# Selected excerpt
◆ ◆ ◆
In England the police can arrest you on no more than “reasonable suspicion” that you have committed a crime. This includes possessing drugs or carrying an “offensive weapon,” which can cover a multitude of objects. If you are arrested, the police officer in charge of your case may deny your request to see a lawyer on the ground that this would impede the progress of the investigation. You may be held incommunicado by the police for interrogation up to thirty-six hours and, under a recent statute, a magistrate can extend this period up to ninety-six hours. When you do appear in the Magistrates’ Court there is no guarantee, if you are poor, that you will be assigned a lawyer, unless the case is one of some gravity. A lawyer may be present in the court to advise defendants but you may not be sure for whom he works and at best you can have only a brief, huddled conference with him.

Even if you have a lawyer, you will not be permitted to sit with him but will have to stand in a large elevated box. If you have the misfortune to be charged with a serious crime you may be denied bail and may have to wait months for a trial, locked for more than twenty hours a day in a small cell with two other prisoners and one communal bucket for your bodily needs. If eventually you are convicted and kept in prison you should not be very hopeful that what you see as an injustice will be corrected on appeal. The appeals court will not receive any written brief but will only listen to an oral presentation. Very few convictions are reversed.

Yet many American observers, including Chief Justice Burger, regularly point with admiration and envy to the English system as one we should strive to emulate. They have now been joined by Michael Graham, a professor of law, whose book advocates that by copying the English prosecution and trial process we may find the answer to some of our criminal justice problems.

There is, of course, a dark side to the explanation. American criminal procedure has paid close attention to the rights of suspects and defendants for no more than twenty-five years. There are those who look back nostalgically to a more authoritarian system, unhampered by the obstacles thrown up by recent efforts to protect individual rights. In legal circles this is often reinforced by toadying to the English, whose bewigged but mediocre appellate judges are treated with an absurd reverence by some American lawyers. Many people are unaware that serious crime continues to increase in Britain while it has leveled off in the US.1

But to dismiss the envy of the English courts as merely a reactionary response would be a mistake. Some aspects of English criminal procedure understandably have a special appeal for Americans who find our criminal trials slow-moving, expensive, and inefficient. Professor Graham gives us a useful account of the distinctive features of the British system in his book. The most general and conspicuous difference between the two systems is the comparative simplicity of English trial procedures and the absence of the unrelenting emphasis on adversary tactics that characterizes American trials.
◆ ◆ ◆
# Dataset

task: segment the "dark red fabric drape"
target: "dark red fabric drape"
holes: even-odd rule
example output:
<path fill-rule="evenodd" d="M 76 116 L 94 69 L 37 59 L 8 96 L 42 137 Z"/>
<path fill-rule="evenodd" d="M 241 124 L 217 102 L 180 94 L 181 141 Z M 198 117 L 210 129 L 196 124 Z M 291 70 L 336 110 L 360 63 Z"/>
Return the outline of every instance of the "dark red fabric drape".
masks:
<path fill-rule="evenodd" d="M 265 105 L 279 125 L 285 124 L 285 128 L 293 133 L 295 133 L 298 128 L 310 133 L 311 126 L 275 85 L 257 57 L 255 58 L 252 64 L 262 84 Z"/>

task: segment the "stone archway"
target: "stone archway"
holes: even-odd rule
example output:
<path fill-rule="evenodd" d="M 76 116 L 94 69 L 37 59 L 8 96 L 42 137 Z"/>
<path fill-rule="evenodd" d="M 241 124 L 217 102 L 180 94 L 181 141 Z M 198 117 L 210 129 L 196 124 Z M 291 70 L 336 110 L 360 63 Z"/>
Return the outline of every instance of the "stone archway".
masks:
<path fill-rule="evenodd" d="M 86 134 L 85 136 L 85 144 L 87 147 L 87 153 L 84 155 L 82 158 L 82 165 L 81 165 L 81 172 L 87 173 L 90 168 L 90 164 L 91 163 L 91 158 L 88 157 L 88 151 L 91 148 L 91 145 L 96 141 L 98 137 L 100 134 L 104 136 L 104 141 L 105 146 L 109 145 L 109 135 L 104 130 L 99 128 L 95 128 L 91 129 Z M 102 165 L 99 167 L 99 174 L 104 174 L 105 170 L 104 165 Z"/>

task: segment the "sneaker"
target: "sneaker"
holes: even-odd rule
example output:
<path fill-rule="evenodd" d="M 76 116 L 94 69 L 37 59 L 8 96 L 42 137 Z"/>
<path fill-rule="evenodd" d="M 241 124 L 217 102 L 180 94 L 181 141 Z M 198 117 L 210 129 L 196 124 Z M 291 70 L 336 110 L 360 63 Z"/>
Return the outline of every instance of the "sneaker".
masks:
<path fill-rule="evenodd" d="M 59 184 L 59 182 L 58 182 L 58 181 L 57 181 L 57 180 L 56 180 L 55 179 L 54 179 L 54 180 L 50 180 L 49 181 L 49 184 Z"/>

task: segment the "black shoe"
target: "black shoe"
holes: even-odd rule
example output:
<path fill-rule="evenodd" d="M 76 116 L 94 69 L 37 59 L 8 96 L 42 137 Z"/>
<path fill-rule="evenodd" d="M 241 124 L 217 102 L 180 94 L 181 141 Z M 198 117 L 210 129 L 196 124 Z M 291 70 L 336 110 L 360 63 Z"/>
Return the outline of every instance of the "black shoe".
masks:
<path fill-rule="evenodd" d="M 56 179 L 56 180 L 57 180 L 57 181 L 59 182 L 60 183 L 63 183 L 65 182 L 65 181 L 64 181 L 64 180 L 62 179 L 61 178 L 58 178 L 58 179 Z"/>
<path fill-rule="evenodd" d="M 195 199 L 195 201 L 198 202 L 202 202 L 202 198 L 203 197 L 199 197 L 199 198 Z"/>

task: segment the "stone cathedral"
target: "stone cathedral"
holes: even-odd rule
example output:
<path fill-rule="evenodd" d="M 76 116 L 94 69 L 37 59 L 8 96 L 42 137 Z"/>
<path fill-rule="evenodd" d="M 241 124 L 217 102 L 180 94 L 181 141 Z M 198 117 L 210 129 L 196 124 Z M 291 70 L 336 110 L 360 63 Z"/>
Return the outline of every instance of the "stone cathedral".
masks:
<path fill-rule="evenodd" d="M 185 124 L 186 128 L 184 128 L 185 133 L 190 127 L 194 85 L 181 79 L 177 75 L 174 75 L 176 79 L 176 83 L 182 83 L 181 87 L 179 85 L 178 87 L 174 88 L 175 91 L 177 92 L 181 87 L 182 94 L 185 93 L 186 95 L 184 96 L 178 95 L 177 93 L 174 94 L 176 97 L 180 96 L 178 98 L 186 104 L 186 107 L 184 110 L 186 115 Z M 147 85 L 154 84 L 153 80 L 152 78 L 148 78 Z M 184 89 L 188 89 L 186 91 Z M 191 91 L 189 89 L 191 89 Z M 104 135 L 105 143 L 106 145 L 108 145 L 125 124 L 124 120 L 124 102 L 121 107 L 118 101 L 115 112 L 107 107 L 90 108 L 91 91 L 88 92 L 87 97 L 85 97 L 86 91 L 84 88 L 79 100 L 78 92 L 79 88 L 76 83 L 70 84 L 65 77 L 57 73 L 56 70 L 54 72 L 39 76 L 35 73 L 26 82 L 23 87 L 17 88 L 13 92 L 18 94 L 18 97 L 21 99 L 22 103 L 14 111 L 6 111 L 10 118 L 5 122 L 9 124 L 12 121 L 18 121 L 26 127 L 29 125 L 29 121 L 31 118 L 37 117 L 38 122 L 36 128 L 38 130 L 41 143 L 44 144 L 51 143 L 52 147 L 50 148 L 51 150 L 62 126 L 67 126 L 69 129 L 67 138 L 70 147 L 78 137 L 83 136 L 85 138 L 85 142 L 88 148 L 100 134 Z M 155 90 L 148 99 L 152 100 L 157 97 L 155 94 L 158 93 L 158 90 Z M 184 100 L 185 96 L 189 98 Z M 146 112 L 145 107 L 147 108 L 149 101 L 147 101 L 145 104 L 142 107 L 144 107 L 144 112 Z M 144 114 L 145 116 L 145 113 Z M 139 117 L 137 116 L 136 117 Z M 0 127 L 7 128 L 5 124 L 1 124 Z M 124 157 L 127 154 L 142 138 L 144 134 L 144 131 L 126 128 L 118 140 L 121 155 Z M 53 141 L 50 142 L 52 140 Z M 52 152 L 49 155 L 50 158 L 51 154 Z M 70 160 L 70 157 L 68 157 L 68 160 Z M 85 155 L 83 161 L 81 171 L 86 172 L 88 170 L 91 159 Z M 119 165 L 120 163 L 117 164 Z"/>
◆ ◆ ◆
# Problem description
How would you render this sentence from the essay on English criminal procedure in Spanish: "The appeals court will not receive any written brief but will only listen to an oral presentation."

# Response to the task
El tribunal de apelación no recibirá ningún alegato escrito, sino que solo escuchará una exposición oral.